## [Things to do]
(a) Reproduce the stretch of the espresso grinder thread from "I went for a" through "fault might be?".
(b) In the espresso grinder thread, how far did Hooky have to back off the KitchenAid ProLine's dial to get a reasonable result?
(c) Pick up the espresso grinder thread at the point where it stops and keep writing.

## [Excerpted text]
________________________________________

# Under Pressure



## Hooky (Jul 5, 2010)

Or should I say over pressure.

Very new to the home barista game and have just yesterday given up on the Gaggia burr grinder (due entirely to mess and static!!)

I went for a KitchenAid ProLine for reasons of budget, space and (after 2010 updates) allegedly 'fair' performance for a burr grinder.

The problem I have encountered is that if I set it to the recommended number for espresso the resultant grounds are so fine that even with the mildest of tamps I can't pull a shot without fear of snapping the Achille's handle.

What came out was akin to something the Clampits would recognise (sorry young 'uns) as Crude and had the same sort of taste.

I've had to back it off two full numbers on the dial before I can get a reasonable result.

Any ideas as to if this is an issue or not and if so, where the fault might be?

Pic is intended to show how much liquor (?) was retained in the grind and is from L to R KitchenAid on finest and Gaggia MM on normal espresso setting middle and Right.

Cheers all.


----------



## BanishInstant (Oct 12, 2009)

The other factors to bear in mind are type of bean and quantity of grounds you are filling the portafilter with. Each coffee machine is different, along with different coffee beans and therefore settings can vary wildy. Keep adjusting until you make a great shot:

- Bean

- Grind setting

- Quantity of grounds

- Tamping pressure


----------



## sandykt (Dec 3, 2009)

________________________________________

## [Listed entries]
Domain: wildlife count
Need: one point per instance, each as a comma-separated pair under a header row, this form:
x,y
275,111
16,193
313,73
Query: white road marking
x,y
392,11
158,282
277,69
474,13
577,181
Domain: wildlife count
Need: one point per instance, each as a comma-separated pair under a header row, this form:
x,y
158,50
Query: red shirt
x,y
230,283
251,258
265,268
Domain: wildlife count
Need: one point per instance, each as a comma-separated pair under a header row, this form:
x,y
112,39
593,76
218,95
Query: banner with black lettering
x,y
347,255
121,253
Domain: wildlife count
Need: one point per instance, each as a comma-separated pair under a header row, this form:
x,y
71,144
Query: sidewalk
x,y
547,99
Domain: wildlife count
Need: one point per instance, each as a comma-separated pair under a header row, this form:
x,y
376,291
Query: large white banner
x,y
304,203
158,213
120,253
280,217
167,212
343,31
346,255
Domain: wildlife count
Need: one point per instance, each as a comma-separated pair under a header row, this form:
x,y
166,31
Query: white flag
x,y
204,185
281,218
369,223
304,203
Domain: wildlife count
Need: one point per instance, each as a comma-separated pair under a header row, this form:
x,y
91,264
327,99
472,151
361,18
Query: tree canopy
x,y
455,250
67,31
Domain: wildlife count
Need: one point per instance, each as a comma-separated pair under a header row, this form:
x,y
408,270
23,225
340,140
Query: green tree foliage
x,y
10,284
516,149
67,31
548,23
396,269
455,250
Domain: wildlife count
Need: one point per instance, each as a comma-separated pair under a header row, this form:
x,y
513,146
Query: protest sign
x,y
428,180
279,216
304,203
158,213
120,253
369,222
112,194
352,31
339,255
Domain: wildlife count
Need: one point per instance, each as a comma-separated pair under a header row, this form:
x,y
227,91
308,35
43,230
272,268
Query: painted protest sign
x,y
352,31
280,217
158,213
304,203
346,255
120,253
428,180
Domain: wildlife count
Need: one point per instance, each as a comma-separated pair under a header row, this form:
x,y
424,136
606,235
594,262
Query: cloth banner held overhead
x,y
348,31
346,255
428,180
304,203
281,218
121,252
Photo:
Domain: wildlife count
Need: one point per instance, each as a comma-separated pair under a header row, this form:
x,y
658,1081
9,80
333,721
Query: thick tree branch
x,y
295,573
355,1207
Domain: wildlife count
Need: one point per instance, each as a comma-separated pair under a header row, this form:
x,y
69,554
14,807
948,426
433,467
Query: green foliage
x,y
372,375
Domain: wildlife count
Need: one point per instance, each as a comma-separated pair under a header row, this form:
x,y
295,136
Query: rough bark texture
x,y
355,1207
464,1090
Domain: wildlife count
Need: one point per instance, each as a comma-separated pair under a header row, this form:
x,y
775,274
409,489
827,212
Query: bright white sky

________________________________________

## [Answer list]
(a)
I went for a KitchenAid ProLine for reasons of budget, space and (after 2010 updates) allegedly 'fair' performance for a burr grinder.

The problem I have encountered is that if I set it to the recommended number for espresso the resultant grounds are so fine that even with the mildest of tamps I can't pull a shot without fear of snapping the Achille's handle.

What came out was akin to something the Clampits would recognise (sorry young 'uns) as Crude and had the same sort of taste.

I've had to back it off two full numbers on the dial before I can get a reasonable result.

Any ideas as to if this is an issue or not and if so, where the fault might be?

(b) Two full numbers on the dial.

(c)
Mr Banish is right. There are different factors to take into account when grinding. Every coffee bean will react differently. Try a coarse setting and then go finer each time to find the correct setting.

You might want to pop out to buy some more beans though!


----------



## Glenn (Jun 14, 2008)

Theres no consistency between grinders, and you may grind on setting number 8 on one grinder and on setting 7 for another, with the same beans

The amount of coffee you run through the grinder also has a part to play.

Most new commercial grinders really start to work best after 15-20kg of coffee has been run through them, with patchy and sometimes slow results before then.

Most lower end grinders are unable of grinding fine enough, so having the luxury of backing off a couple of notches will help when the burrs get a little softer (blunt) after use, in which case you will start edging towards fine until you need to replace the burr set.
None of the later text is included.